Given data:
■ ■ ■ ■ ■
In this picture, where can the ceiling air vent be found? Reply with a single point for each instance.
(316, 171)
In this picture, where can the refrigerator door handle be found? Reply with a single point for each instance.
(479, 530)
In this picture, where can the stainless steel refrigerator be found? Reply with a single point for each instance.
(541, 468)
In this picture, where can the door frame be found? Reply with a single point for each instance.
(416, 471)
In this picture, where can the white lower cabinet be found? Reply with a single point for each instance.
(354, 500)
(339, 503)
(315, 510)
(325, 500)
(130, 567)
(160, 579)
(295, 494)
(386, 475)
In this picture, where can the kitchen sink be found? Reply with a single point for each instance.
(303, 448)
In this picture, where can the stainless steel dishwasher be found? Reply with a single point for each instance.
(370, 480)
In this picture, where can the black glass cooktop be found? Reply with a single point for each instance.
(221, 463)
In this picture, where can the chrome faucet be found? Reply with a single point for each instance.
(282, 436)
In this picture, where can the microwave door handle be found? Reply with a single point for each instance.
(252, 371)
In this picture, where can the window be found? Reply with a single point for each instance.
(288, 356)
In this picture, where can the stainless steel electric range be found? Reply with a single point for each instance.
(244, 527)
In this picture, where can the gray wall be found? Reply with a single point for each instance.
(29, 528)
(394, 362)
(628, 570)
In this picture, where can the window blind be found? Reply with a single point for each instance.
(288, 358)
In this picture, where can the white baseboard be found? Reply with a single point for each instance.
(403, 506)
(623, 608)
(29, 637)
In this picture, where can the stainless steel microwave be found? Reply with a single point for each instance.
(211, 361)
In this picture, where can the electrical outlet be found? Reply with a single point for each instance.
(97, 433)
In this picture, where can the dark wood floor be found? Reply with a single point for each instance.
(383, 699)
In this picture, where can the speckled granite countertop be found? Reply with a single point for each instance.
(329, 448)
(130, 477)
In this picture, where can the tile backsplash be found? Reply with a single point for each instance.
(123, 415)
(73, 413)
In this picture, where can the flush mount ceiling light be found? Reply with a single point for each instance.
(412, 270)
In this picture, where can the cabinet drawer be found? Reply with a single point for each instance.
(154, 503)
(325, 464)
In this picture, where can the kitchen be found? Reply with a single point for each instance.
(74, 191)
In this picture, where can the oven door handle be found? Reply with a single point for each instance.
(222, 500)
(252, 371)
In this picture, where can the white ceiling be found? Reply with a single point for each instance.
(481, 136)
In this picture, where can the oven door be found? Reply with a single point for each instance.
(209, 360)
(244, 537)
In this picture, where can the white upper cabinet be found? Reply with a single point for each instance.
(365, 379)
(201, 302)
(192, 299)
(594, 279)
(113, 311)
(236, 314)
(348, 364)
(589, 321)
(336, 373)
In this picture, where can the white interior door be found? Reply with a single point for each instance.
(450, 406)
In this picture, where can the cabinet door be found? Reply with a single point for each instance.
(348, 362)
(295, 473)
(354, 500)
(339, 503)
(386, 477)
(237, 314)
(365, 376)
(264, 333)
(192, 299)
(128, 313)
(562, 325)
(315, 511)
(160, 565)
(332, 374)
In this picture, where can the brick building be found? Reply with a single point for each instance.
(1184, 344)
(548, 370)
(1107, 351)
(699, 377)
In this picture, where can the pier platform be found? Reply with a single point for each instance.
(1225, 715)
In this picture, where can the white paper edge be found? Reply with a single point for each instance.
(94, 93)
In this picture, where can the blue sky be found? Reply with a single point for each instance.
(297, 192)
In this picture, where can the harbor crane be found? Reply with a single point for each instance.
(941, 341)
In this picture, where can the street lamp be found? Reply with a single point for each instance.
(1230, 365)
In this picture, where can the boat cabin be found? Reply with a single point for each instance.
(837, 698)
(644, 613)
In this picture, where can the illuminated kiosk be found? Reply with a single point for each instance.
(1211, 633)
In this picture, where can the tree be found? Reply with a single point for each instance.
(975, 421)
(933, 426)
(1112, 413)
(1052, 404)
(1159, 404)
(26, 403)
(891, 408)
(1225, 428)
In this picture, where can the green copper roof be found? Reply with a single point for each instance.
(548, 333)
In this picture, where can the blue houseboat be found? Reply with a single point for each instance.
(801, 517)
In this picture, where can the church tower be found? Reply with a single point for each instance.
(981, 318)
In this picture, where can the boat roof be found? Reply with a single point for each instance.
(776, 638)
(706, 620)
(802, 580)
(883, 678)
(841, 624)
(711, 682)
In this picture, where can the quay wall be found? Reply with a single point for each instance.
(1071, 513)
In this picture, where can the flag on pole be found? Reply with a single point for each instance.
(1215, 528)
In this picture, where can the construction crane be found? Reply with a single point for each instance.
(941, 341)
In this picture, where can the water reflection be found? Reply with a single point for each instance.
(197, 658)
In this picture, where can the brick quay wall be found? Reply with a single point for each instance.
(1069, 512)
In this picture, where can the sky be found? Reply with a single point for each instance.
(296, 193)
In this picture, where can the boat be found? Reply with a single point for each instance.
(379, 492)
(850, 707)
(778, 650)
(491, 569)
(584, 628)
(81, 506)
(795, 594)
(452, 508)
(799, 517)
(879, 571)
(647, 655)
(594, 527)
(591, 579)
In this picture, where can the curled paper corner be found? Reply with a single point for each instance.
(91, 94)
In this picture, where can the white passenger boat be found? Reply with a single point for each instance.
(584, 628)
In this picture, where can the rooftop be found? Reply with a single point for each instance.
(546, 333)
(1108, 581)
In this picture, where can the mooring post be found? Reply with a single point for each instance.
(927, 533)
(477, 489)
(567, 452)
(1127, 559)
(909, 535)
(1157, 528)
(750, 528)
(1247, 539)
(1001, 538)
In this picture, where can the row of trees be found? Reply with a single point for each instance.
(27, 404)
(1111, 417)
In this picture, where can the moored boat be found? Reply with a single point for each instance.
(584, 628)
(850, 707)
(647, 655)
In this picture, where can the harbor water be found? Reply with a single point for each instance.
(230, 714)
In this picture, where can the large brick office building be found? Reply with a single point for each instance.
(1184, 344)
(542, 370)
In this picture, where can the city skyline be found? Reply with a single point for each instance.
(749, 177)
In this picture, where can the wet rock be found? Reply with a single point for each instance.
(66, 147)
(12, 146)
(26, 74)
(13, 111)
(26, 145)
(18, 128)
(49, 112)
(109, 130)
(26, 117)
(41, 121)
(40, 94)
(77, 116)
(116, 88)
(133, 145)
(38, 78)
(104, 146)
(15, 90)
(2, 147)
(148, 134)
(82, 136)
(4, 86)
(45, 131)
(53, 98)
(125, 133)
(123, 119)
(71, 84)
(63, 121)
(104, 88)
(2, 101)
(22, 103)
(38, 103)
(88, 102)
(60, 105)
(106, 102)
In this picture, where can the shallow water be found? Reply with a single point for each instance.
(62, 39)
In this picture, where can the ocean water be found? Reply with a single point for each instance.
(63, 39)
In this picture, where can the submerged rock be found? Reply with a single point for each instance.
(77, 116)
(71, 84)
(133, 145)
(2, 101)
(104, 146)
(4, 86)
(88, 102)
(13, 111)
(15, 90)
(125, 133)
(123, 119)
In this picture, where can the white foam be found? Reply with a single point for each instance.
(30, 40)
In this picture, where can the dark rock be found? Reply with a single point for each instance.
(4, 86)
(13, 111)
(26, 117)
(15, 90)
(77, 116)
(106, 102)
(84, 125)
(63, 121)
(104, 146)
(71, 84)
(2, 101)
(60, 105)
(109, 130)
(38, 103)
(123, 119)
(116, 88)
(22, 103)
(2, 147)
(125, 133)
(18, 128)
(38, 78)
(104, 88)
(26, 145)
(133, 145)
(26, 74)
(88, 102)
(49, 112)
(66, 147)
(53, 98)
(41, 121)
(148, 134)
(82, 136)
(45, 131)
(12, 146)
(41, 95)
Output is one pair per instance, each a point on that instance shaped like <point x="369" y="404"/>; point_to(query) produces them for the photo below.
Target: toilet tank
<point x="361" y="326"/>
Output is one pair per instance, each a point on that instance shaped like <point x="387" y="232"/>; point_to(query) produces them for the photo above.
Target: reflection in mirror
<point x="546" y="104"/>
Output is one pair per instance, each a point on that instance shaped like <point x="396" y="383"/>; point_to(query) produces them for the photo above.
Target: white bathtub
■ ■ ■ ■ ■
Task directions: Where a line of the entries contains the word "above", copy that line.

Your solution:
Output is one pair per instance, each a point on that instance shaped like <point x="387" y="232"/>; point_to(query) produces them for the photo above.
Output is one pair per instance, each a point on that instance shaped like <point x="396" y="383"/>; point_to(query) produces them for the photo above.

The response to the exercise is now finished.